>> begin EXTRACTED DATA

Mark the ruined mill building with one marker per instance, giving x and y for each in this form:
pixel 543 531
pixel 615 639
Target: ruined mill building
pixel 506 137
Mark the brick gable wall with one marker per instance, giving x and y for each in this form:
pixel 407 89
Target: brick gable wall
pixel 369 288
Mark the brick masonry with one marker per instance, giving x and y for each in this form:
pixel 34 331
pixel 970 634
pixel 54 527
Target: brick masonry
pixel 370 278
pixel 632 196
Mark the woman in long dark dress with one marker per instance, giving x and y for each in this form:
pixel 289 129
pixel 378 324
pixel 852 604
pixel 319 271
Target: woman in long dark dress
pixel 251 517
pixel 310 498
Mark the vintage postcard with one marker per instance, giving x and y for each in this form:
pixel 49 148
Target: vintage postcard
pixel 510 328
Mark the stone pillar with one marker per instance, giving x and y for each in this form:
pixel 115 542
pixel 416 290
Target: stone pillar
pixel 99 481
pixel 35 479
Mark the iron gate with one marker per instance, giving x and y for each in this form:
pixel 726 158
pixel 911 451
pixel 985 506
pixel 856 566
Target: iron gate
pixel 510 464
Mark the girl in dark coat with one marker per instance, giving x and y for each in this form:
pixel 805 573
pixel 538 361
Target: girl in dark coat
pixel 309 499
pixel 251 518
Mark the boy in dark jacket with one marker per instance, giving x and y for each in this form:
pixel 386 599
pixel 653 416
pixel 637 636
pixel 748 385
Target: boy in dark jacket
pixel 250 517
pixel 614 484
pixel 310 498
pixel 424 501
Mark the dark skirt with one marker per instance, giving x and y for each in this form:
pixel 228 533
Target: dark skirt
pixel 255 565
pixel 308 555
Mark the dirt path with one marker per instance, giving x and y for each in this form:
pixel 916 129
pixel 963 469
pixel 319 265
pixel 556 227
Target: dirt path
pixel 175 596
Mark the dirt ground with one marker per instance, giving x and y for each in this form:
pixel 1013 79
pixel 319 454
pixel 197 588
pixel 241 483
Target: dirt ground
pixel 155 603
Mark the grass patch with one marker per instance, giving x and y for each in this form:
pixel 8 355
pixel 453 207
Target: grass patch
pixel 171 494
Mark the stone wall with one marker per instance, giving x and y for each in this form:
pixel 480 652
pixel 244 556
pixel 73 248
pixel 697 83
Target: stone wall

>> end EXTRACTED DATA

WHAT IS BEING ASKED :: Return all of the rows above verbatim, with no line changed or left out.

OUTPUT FOR THIS EXERCISE ::
Mark the ruined mill building with one marker per instance, giving x and y for each in this form:
pixel 543 531
pixel 615 639
Target: ruined mill building
pixel 506 137
Mark the brick gable wall with one marker per instance, giving x and y for each in this form:
pixel 407 89
Target: brick gable wall
pixel 369 288
Mark the brick masonry with one marker per instance, giving x and y for each in this form:
pixel 34 331
pixel 970 634
pixel 54 527
Target: brick masonry
pixel 370 278
pixel 632 196
Mark the woman in long dark dress with one marker per instance, giving x and y for each in this form:
pixel 289 129
pixel 378 324
pixel 852 604
pixel 319 271
Target: woman in long dark dress
pixel 251 517
pixel 310 498
Mark the vintage postcard with one marker per instance, giving x and y for each in this form:
pixel 49 148
Target: vintage postcard
pixel 510 328
Mark the stone pillar with one marker per instance, giving x and y for each in this form:
pixel 115 542
pixel 416 290
Target: stone pillar
pixel 99 481
pixel 35 479
Mark the iron gate with one marker per instance, giving x and y for each in this form:
pixel 726 158
pixel 911 451
pixel 985 506
pixel 856 566
Target: iron gate
pixel 510 464
Mark the girl in dark coat with one marker per instance, giving x and y for each in this form:
pixel 805 573
pixel 538 361
Target: girl in dark coat
pixel 309 499
pixel 251 518
Mark the boy in dark jacket with one marker per instance, giving x and y for each in this form:
pixel 386 599
pixel 653 416
pixel 637 636
pixel 748 385
Target: boy in dark jacket
pixel 250 517
pixel 614 484
pixel 310 498
pixel 424 501
Mark the dark skirt with one marker per instance, giving x and y for each in this form:
pixel 228 533
Target: dark skirt
pixel 255 565
pixel 308 555
Mark the dirt path with one marker per instance, giving x and y for each in this form:
pixel 916 129
pixel 963 469
pixel 319 265
pixel 556 227
Target: dirt path
pixel 175 596
Mark the dirt ground with one marker per instance, giving x and y for each in this form:
pixel 1013 79
pixel 319 454
pixel 197 588
pixel 241 483
Target: dirt ground
pixel 155 603
Mark the grass patch with one marker per instance, giving x and y for each in this form:
pixel 8 355
pixel 453 207
Target: grass patch
pixel 171 494
Mark the stone wall with one marker per instance, giving x and y for each in this form:
pixel 480 652
pixel 244 556
pixel 73 248
pixel 697 83
Target: stone wall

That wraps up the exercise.